WHAT YOU WILL DO - Will you write out all the entries below exactly?

EXERCISE MATERIAL -
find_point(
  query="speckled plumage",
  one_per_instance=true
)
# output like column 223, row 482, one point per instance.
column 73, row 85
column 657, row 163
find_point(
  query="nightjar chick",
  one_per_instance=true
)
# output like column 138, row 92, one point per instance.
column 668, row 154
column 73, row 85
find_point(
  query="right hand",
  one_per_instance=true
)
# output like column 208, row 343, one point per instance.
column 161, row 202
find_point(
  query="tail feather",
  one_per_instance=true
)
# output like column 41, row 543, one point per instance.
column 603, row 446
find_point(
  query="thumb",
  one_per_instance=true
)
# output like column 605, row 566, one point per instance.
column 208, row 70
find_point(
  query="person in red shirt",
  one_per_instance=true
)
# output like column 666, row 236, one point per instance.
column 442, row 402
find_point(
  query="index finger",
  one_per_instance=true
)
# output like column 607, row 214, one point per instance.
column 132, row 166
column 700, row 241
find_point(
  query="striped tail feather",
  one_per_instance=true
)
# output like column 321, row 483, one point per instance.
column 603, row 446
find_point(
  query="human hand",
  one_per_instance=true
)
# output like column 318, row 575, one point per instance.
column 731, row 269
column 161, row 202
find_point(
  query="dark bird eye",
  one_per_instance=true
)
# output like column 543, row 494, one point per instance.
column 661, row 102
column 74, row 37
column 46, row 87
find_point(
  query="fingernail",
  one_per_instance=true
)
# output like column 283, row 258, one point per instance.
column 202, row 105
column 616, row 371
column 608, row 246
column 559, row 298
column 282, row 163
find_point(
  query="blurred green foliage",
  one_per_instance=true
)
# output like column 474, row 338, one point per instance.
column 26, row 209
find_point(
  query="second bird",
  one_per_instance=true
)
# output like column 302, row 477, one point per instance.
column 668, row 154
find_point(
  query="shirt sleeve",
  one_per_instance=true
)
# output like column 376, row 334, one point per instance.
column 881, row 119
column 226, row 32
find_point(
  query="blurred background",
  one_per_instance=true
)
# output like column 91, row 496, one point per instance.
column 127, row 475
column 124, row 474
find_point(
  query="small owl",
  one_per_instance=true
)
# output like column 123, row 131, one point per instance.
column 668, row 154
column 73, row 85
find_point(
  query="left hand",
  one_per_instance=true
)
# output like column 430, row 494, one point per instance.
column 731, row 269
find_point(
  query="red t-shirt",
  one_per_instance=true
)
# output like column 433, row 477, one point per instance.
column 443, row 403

SOLUTION BELOW -
find_point(
  query="speckled plumage",
  one_per_instance=true
)
# output like column 223, row 482, one point per instance.
column 73, row 85
column 657, row 163
find_point(
  query="nightjar chick",
  one_per_instance=true
)
# output like column 138, row 92, one point per instance.
column 668, row 154
column 73, row 85
find_point(
  query="right hand",
  one_per_instance=true
)
# output like column 208, row 343, one point per instance.
column 161, row 202
find_point(
  query="tail feather",
  one_per_instance=true
)
# output like column 41, row 543, one point per instance.
column 603, row 446
find_point(
  query="thumb",
  one_per_instance=true
)
# output like column 605, row 566, one point per instance.
column 208, row 70
find_point(
  query="person in red shirt",
  one_per_instance=true
)
# output like column 666, row 236, one point per instance.
column 442, row 402
find_point(
  query="index finger",
  one_per_instance=true
)
# output like column 607, row 214, one point per instance.
column 132, row 166
column 700, row 241
find_point(
  query="striped tail feather",
  one_per_instance=true
)
# output like column 321, row 483, one point per instance.
column 603, row 446
find_point(
  query="human hand",
  one_per_instance=true
)
# output like column 318, row 575, one point per instance.
column 731, row 269
column 161, row 202
find_point(
  query="dark bird eye",
  one_per_instance=true
)
# output like column 543, row 494, one point per instance.
column 661, row 102
column 74, row 37
column 46, row 87
find_point(
  query="fingernail",
  one_per_instance=true
)
# output like column 283, row 258, one point per instance.
column 202, row 105
column 616, row 371
column 608, row 246
column 559, row 298
column 282, row 163
find_point(
  query="blurred green foliage",
  one_per_instance=true
)
# output like column 474, row 338, one point per instance.
column 26, row 209
find_point(
  query="second bird",
  one_per_instance=true
)
# output like column 302, row 477, one point per instance.
column 668, row 154
find_point(
  query="shirt sleeve",
  one_per_instance=true
)
# output like column 376, row 334, one point per instance.
column 881, row 119
column 226, row 32
find_point(
  query="blurred background",
  one_per_instance=true
)
# output like column 91, row 496, one point per instance.
column 127, row 475
column 124, row 474
find_point(
  query="small owl",
  one_per_instance=true
)
# output like column 123, row 131, one point per instance.
column 668, row 154
column 73, row 85
find_point(
  query="left hand",
  one_per_instance=true
)
# output like column 430, row 494, one point per instance.
column 731, row 269
find_point(
  query="red t-shirt",
  one_per_instance=true
)
# output like column 433, row 477, one point per instance.
column 443, row 403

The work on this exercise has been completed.